▸ **DIRECTIVE**: Reproduce the lines starting at the one containing "Practice. Locate the snow-capped" and ending at the one containing "Target: rocky ground", switching "drop" to "place" and leaving everything else unchanged.

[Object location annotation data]
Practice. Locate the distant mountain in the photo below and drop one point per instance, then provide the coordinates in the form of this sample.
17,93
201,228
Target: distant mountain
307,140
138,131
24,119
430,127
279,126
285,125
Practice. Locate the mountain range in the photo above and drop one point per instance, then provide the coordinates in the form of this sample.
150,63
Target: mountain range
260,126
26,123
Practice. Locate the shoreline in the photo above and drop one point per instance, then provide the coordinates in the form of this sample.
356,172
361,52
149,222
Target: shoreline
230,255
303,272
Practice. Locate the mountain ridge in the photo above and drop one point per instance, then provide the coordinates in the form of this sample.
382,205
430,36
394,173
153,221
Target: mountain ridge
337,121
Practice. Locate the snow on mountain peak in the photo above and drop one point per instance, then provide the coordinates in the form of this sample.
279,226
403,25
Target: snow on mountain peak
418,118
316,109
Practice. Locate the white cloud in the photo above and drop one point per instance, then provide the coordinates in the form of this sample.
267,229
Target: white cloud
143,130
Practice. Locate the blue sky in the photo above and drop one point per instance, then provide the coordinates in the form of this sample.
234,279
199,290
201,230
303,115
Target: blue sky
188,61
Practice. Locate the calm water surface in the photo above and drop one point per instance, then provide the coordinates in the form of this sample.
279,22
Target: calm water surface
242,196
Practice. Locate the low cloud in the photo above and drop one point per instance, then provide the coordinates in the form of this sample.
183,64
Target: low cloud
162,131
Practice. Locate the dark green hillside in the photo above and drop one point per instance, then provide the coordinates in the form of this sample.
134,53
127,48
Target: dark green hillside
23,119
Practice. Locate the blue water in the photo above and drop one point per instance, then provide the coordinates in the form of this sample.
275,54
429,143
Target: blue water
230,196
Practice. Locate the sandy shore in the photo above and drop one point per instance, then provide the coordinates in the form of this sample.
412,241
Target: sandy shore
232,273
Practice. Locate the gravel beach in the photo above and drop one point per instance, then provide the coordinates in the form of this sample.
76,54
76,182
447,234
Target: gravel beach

...

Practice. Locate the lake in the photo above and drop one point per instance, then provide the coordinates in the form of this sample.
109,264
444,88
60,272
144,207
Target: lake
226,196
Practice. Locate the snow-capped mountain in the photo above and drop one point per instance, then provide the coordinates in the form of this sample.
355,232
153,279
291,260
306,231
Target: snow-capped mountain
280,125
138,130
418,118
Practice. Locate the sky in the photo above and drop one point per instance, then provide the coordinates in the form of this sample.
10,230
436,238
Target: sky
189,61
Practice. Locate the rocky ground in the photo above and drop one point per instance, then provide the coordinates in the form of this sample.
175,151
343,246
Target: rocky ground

...

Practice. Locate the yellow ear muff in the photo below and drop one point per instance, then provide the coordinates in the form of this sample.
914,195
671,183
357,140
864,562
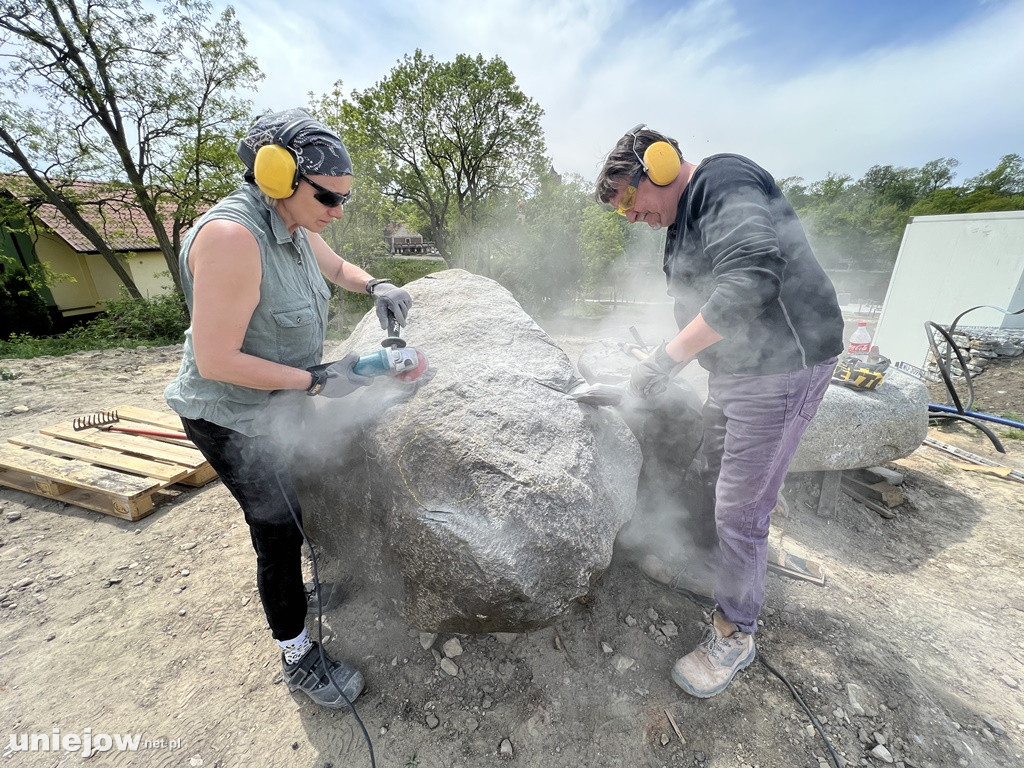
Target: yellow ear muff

▸ **REPLY**:
Practice. Locate the snow-capped mountain in the photo above and place one point per instance, then provide the coordinates in the form of this sample.
355,232
153,279
291,260
306,231
Target: snow-capped mountain
280,125
138,130
418,118
Practice. Locate the sky in the photo above and place one point per instance, then provide the coordinates in the form of this sample.
10,230
436,238
Target: sky
189,61
Practice. Locate the rocky ground in the photo above and place one point per instance, then provide the coordinates in the form of this sample.
175,151
343,246
Target: rocky ground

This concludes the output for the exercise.